Although many people criticise self-preferencing as being unfair on competitors, “self-preferencing” is an inherent part of almost every business. When a company employs its own in-house accountants, cleaners or lawyers, instead of contracting out for them, it is engaged in internal self-preferencing. Any firm that is vertically integrated to any extent, instead of contracting externally for every single ancillary service other than the one it sells in the market, is self-preferencing. Coase’s theory of the firm is all about why this kind of behaviour happens, instead of every worker contracting on the open market for everything they do. His answer is that transaction costs make it cheaper to bring certain business relationships in-house than to contract externally for them. Virtually everyone agrees that this is desirable to some extent.

Nor does it somehow become a problem when the self-preferencing takes place on the consumer product side. Any firm that offers any bundle of products — like a smartphone that can run only the manufacturer’s operating system — is engaged in self-preferencing, because users cannot construct their own bundle with that company’s hardware and another’s operating system. But the efficiency benefits often outweigh the lack of choice.

Self-preferencing in digital platforms occurs, for example, when Google includes relevant Shopping or Maps results at the top of its general Search results, or when Amazon gives its own store-brand products (like the AmazonBasics range) a prominent place in the results listing.

There are good reasons to think that both of these are good for competition and consumer welfare. Google making Shopping results easily visible makes it a stronger competitor to Amazon, and including Maps results when you search for a restaurant just makes it more convenient to get the information you’re looking for.

Amazon sells its own private label products partially because doing so is profitable (even when undercutting rivals), partially to fill holes in product lines (like clothing, where 11% of listings were Amazon private label as of November 2018), and partially because it increases users’ likelihood to use Amazon if they expect to find a reliable product from a brand they trust. According to Amazon, they account for less than 1% of its annual retail sales, in contrast to the 19% of revenues ($54 billion) Amazon makes from third party seller services, which includes Marketplace commissions. Any analysis that ignores that Amazon has to balance those sources of revenue, and so has to tread carefully, is deficient.

■ ■ ■ ■ ■ ■ ■

CHALLENGE → Quote the self-preferencing passage from "Nor does it" to "lack of choice.".

Excerpts from pointing data →
■ ■ ■ ■ ■ ■ ■

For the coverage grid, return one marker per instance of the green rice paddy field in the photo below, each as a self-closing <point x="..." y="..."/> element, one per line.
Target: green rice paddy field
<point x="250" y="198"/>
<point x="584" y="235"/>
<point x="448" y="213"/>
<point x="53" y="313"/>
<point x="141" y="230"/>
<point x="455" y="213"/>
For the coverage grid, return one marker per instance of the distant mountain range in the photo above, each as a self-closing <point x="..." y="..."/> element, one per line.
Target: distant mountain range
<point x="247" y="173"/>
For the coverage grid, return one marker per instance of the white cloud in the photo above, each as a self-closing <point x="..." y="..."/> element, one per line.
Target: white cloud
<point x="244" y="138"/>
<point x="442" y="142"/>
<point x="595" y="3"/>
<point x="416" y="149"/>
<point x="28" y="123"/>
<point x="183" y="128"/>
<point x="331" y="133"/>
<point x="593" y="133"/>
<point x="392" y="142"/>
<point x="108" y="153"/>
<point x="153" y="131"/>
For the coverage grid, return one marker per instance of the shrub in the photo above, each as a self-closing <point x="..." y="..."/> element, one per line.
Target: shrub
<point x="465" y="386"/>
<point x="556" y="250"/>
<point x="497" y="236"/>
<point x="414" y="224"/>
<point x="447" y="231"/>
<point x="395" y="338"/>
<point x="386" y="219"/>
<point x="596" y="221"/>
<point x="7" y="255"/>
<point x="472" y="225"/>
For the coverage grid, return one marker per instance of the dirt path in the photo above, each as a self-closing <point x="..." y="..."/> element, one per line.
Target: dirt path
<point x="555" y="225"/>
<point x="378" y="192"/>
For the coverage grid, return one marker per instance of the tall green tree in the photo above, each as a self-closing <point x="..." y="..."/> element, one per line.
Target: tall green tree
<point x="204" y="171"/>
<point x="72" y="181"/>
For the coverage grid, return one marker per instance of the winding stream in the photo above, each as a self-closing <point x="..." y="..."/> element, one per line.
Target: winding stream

■ ■ ■ ■ ■ ■ ■

OUTPUT FOR THIS EXERCISE →
Nor does it somehow become a problem when the self-preferencing takes place on the consumer product side. Any firm that offers any bundle of products — like a smartphone that can run only the manufacturer’s operating system — is engaged in self-preferencing, because users cannot construct their own bundle with that company’s hardware and another’s operating system. But the efficiency benefits often outweigh the lack of choice.